*Dataset content*
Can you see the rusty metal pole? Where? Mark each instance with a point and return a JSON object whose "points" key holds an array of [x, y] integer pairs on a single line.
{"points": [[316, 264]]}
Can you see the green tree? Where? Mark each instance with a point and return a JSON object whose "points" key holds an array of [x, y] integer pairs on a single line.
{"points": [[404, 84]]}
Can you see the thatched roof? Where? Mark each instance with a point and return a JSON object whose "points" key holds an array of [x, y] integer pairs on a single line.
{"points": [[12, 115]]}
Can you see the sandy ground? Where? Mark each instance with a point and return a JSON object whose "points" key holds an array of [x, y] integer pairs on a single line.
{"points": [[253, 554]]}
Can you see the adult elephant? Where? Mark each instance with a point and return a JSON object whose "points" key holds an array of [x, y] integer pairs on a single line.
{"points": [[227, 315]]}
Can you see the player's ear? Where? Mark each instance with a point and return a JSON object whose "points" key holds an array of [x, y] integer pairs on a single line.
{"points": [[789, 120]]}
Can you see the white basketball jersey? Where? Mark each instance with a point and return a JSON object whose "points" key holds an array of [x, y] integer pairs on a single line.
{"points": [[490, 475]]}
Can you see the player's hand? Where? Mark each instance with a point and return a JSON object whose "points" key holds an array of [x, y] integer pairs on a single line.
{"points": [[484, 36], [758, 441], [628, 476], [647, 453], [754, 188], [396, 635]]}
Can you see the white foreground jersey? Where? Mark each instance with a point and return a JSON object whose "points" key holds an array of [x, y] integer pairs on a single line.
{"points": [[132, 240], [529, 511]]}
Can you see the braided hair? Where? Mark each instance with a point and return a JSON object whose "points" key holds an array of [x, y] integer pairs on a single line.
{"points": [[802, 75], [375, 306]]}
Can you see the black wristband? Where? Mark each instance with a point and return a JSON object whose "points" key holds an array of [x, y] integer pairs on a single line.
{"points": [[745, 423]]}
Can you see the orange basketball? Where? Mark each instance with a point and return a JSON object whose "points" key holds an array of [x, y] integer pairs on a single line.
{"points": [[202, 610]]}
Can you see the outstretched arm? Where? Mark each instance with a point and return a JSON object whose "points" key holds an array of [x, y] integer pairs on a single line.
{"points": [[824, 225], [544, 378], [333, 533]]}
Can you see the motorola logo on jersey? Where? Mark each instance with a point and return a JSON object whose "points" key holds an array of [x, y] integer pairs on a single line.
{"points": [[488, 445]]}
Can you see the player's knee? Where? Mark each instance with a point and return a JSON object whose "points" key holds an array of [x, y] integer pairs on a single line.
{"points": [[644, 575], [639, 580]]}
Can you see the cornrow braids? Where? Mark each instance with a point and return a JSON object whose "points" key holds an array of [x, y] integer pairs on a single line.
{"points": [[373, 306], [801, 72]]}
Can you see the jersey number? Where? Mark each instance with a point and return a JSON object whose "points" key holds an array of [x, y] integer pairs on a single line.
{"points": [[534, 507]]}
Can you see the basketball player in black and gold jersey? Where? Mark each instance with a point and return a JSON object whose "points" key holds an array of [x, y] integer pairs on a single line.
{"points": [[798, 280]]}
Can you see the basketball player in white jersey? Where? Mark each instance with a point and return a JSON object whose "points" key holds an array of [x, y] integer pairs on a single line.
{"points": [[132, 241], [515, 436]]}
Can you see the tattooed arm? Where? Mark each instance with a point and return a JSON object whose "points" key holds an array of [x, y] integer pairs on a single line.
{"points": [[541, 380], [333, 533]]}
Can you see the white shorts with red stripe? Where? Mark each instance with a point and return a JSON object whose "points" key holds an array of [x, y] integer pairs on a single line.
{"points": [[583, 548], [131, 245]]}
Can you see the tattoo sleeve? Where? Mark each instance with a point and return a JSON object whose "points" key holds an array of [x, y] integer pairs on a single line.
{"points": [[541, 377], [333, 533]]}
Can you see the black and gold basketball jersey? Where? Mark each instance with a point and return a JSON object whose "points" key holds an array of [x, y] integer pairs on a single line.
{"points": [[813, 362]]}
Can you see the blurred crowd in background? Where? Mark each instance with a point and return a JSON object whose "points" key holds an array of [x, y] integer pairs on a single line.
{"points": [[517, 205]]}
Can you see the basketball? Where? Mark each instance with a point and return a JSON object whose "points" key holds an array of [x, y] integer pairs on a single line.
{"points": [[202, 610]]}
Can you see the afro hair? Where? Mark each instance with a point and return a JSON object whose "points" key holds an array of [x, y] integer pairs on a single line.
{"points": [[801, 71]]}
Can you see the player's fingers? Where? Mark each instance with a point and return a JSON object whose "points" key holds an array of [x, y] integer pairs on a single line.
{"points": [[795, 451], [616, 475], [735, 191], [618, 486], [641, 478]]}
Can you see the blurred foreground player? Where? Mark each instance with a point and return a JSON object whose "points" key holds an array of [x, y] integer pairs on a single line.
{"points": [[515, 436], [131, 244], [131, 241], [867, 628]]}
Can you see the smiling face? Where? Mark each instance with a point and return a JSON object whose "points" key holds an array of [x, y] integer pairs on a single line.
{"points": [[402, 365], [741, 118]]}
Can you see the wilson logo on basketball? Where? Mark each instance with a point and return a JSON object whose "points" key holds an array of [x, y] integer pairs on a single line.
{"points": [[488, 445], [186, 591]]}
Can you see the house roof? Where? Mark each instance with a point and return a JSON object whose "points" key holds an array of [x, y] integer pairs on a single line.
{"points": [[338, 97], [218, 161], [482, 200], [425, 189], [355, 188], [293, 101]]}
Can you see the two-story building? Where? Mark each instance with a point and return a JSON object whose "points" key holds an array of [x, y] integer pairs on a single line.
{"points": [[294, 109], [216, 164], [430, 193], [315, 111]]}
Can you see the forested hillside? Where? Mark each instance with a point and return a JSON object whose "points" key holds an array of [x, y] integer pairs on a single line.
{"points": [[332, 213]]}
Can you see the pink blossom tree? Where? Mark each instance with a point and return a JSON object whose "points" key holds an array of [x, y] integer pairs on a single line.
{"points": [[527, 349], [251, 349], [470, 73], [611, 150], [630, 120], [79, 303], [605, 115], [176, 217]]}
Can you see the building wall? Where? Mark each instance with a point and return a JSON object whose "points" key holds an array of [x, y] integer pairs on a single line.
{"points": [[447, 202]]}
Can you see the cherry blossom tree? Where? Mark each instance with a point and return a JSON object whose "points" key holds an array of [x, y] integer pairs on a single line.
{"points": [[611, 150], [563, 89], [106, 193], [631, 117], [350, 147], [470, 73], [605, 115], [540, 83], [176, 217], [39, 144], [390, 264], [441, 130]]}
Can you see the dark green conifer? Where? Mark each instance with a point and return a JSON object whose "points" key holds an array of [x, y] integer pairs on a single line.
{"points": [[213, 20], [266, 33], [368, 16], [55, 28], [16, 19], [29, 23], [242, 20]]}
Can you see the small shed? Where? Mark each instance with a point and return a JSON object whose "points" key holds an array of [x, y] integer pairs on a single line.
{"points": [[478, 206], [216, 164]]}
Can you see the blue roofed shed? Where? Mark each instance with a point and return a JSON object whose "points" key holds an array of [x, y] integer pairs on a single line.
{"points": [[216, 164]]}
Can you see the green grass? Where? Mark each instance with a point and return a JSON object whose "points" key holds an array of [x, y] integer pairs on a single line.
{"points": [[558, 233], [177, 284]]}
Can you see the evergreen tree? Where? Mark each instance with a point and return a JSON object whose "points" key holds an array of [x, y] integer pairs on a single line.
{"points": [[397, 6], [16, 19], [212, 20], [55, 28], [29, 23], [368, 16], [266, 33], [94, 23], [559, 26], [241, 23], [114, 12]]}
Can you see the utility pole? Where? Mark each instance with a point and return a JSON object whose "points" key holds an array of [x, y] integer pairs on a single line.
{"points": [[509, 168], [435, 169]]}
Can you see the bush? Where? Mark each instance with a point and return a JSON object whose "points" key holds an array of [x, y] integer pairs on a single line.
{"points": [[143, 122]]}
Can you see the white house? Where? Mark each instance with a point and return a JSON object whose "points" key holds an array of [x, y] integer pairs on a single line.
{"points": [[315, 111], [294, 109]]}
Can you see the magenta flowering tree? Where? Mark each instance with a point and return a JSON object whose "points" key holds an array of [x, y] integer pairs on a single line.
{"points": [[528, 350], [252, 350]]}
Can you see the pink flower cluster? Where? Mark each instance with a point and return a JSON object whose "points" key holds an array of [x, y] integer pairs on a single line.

*Set task*
Everything from the line containing "Can you see the bush?" to the last line of the entries above should be quoted exactly, and only that.

*Full response*
Can you see the bush? Where? Mark each instance with a point and return a JSON object whose "points" key holds an array of [x, y] integer pairs on a single line.
{"points": [[143, 122]]}
Can you see the white house? Where? Mark each instance with a point and return a JSON object whose "points" key holds an array of [x, y] integer pairs on a single line.
{"points": [[315, 111], [294, 109]]}
Can you see the magenta flowering tree? Where? Mark each instance with a point and return a JSON object whose "points" key holds an array of [x, y] integer pairs on a single line.
{"points": [[528, 350], [252, 350]]}
Can you see the pink flower cluster? Where? Mark each instance with a point and return a JSON object whose "points" key holds an array of [x, y] integer pairs on a single line.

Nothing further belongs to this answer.